Excerpted passage:
··········

Tuesday, December 13, 2011

Third Sunday of Advent 2011


The Ven. Richard I. Cluett

I want to tell you about my first time. I was four years old when my parents took me on my first real family vacation. We went to a hotel on the beach on Cape Cod. It was gorgeous, beautiful, sand, water, fancy. The best thing that happened was that my dad gave me a silver dollar to use on anything I wanted. It wasn’t for saving. It was for using. After a couple of days he suggested that maybe I would want to use it at the ice cream stand down the beach the next day – on anything I wanted. Anything!

So my dad and I went the next day. We walked down the beach to the stand. And we walked and walked and walked. And then I slipped on the deep stand and fell. Actually I sprawled, flat out, hands flailing and my silver dollar flew – away. And I did not know where and I couldn’t find it. I was destroyed. I was desolate. Dad picked me up and dusted me off and dried me up and said, “Let’s go get our ice cream. You can have anything in the stand.” And we did – but it wasn’t the same.

··········

Instruction: In the Third Sunday of Advent passage, list each action the father performs in the sentence beginning "Dad picked me up."

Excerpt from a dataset
··········

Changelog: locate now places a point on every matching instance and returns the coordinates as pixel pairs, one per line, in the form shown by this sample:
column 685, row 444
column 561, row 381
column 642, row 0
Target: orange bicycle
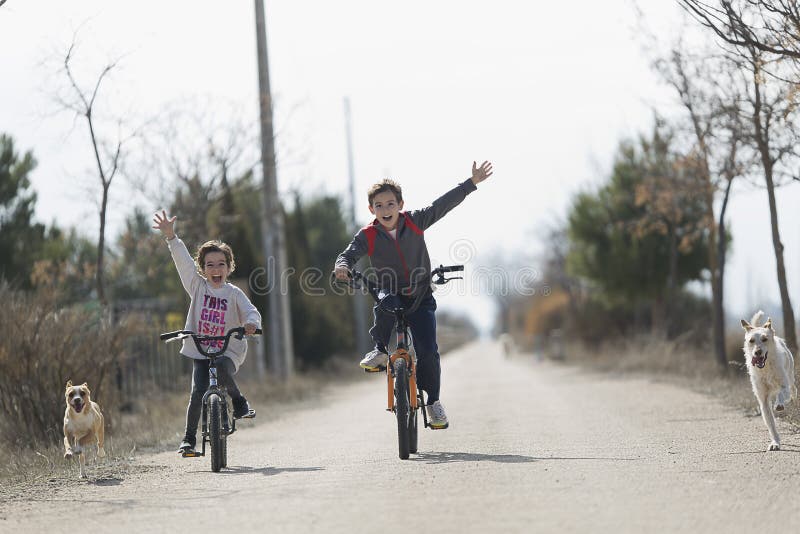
column 403, row 396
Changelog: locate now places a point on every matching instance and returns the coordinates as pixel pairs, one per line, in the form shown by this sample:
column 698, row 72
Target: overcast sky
column 544, row 90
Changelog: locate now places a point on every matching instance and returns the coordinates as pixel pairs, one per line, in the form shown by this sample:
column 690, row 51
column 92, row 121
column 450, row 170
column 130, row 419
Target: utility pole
column 279, row 328
column 360, row 310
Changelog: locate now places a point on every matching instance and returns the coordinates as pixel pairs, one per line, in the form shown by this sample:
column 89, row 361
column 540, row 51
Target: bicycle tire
column 215, row 431
column 402, row 407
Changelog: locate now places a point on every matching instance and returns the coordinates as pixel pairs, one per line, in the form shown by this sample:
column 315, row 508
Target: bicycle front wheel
column 215, row 431
column 402, row 407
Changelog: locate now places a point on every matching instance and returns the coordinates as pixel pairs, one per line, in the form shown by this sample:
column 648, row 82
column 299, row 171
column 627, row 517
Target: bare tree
column 770, row 26
column 194, row 146
column 82, row 102
column 774, row 136
column 702, row 83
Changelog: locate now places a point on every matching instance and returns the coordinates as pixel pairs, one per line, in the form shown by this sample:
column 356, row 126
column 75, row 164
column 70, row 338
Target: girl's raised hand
column 481, row 173
column 165, row 224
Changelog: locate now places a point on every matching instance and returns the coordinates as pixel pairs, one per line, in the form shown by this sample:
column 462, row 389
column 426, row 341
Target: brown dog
column 83, row 424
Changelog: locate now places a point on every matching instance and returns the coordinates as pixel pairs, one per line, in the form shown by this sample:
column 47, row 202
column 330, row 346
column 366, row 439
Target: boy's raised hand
column 165, row 224
column 481, row 173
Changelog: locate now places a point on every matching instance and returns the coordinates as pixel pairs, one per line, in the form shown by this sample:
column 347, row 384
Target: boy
column 395, row 244
column 216, row 307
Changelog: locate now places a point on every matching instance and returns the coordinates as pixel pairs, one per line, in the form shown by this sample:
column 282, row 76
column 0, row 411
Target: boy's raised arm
column 425, row 217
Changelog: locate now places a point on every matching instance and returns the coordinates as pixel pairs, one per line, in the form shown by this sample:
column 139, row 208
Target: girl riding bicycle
column 216, row 307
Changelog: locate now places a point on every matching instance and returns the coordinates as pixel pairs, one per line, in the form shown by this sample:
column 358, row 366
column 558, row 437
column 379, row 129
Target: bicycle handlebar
column 199, row 338
column 379, row 295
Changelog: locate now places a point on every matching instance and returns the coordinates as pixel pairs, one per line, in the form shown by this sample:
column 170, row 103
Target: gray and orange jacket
column 403, row 264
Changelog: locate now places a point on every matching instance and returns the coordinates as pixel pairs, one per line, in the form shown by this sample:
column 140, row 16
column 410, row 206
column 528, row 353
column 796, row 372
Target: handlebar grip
column 170, row 335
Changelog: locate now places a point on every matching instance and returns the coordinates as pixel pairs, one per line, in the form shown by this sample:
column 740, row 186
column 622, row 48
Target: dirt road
column 531, row 448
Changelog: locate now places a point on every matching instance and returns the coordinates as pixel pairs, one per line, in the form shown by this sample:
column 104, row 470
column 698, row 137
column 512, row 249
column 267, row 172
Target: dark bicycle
column 404, row 398
column 217, row 424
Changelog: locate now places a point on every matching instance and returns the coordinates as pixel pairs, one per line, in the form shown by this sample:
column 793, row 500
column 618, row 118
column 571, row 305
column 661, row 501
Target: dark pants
column 225, row 371
column 423, row 331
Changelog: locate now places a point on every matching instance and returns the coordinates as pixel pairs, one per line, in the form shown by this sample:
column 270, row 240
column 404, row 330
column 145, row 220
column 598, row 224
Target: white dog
column 771, row 369
column 83, row 424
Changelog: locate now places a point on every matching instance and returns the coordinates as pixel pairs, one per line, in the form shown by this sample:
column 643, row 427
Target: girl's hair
column 214, row 246
column 384, row 185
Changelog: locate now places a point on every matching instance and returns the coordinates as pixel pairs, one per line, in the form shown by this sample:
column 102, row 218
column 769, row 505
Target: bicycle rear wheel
column 402, row 407
column 215, row 431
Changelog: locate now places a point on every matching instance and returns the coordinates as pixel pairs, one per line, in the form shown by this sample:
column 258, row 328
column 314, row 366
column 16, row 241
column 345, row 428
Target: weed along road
column 532, row 447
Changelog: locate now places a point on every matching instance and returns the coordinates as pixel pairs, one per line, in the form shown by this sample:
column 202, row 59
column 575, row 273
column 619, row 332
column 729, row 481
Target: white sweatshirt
column 212, row 311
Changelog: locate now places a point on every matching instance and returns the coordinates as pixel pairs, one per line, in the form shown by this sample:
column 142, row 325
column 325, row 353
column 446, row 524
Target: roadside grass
column 681, row 363
column 154, row 424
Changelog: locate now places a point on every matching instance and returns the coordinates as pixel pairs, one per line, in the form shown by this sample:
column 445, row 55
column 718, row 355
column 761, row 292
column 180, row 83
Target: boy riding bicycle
column 395, row 244
column 216, row 307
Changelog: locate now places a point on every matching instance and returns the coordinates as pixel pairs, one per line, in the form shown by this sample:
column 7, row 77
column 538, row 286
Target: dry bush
column 42, row 345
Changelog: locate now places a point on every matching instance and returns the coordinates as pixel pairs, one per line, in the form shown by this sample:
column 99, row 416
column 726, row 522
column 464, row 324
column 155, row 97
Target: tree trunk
column 101, row 244
column 718, row 284
column 762, row 140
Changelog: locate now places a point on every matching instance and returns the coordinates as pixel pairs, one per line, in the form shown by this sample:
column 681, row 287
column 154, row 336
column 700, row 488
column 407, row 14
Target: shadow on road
column 448, row 457
column 267, row 471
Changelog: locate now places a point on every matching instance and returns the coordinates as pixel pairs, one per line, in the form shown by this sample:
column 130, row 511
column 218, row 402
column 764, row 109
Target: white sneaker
column 374, row 359
column 437, row 419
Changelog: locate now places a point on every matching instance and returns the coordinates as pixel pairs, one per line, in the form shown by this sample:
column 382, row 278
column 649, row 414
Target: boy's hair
column 214, row 246
column 384, row 185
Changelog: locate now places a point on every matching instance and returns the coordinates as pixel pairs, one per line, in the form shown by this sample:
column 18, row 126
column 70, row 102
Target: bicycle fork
column 412, row 379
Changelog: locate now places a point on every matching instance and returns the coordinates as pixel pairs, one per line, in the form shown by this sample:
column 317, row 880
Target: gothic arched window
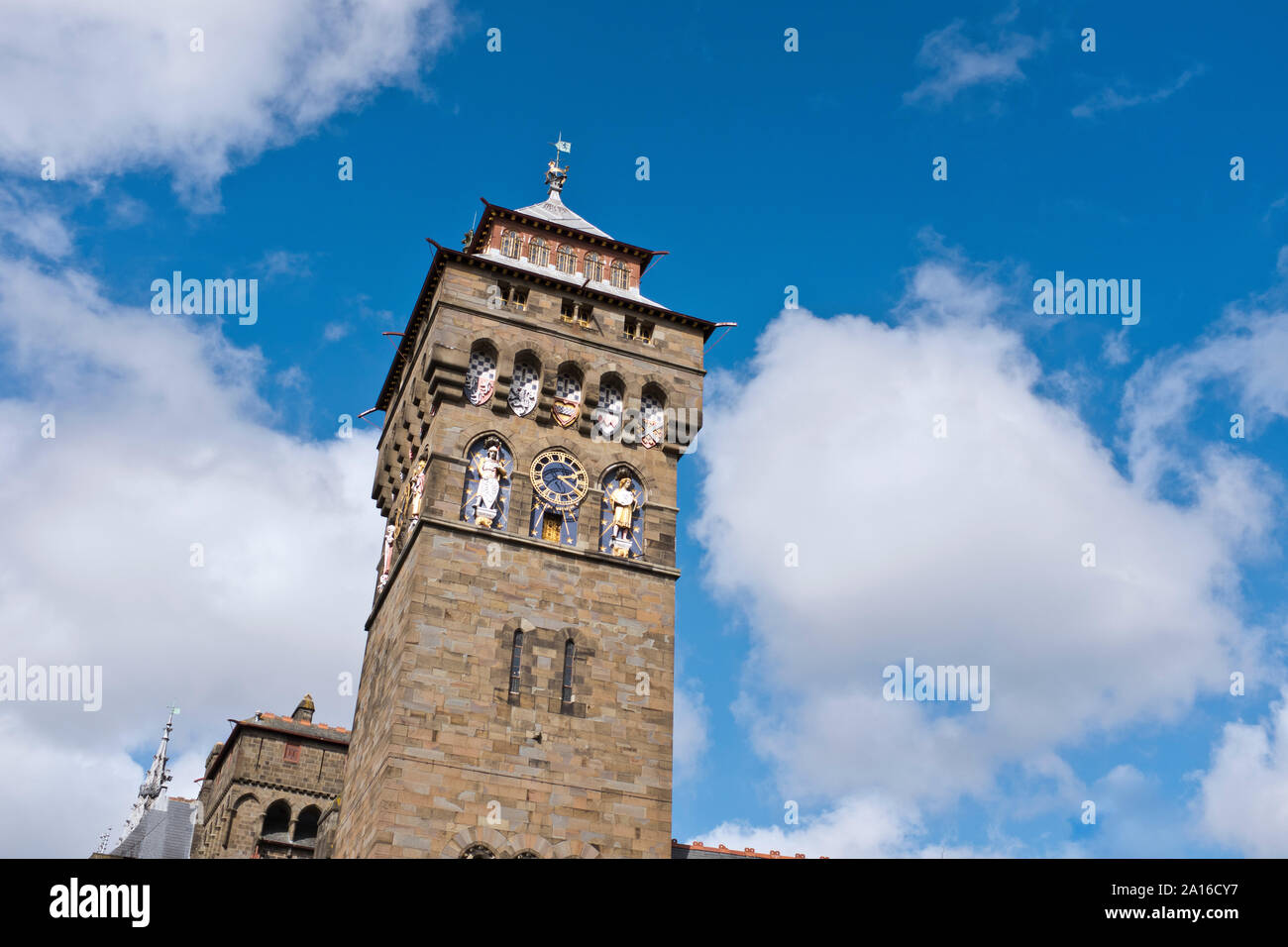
column 567, row 405
column 566, row 260
column 621, row 517
column 515, row 665
column 481, row 373
column 277, row 819
column 539, row 254
column 307, row 825
column 524, row 385
column 608, row 412
column 652, row 416
column 488, row 470
column 621, row 274
column 570, row 655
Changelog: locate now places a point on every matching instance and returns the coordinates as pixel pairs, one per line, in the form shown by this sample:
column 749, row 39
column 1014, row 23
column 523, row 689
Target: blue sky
column 773, row 169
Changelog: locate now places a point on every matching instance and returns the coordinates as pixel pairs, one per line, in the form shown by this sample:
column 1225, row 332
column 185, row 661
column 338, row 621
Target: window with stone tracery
column 566, row 261
column 621, row 274
column 539, row 254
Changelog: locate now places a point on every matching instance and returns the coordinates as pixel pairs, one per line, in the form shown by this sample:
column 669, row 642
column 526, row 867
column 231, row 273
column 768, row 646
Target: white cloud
column 33, row 224
column 1115, row 101
column 691, row 731
column 161, row 442
column 114, row 86
column 957, row 551
column 957, row 63
column 283, row 263
column 334, row 331
column 1243, row 799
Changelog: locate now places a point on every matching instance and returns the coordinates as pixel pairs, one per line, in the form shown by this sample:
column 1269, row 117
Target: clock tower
column 516, row 689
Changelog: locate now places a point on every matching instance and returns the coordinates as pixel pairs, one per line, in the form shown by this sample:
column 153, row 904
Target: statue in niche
column 482, row 508
column 390, row 536
column 417, row 489
column 625, row 502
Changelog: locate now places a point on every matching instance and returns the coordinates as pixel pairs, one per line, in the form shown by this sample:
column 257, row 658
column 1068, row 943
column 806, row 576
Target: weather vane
column 557, row 175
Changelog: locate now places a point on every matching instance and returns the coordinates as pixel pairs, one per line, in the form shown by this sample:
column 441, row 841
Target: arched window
column 652, row 418
column 539, row 254
column 621, row 274
column 621, row 518
column 608, row 412
column 570, row 655
column 515, row 665
column 566, row 260
column 488, row 470
column 277, row 819
column 567, row 405
column 524, row 385
column 307, row 825
column 481, row 373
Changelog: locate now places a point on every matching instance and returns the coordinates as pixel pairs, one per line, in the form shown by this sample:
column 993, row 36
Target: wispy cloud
column 1115, row 101
column 283, row 263
column 957, row 63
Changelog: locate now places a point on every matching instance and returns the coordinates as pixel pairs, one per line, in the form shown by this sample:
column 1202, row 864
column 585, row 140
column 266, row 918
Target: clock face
column 559, row 479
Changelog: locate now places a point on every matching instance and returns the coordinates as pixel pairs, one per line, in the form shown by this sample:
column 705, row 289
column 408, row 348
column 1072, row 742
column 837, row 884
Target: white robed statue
column 490, row 471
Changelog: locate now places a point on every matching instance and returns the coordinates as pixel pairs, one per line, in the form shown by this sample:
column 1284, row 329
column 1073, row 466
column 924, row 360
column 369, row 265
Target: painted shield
column 481, row 376
column 565, row 411
column 652, row 421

··········

Output for this task:
- Picked the narrator up
- Dusted the narrator off
- Dried the narrator up
- Said, "Let's go get our ice cream. You can have anything in the stand."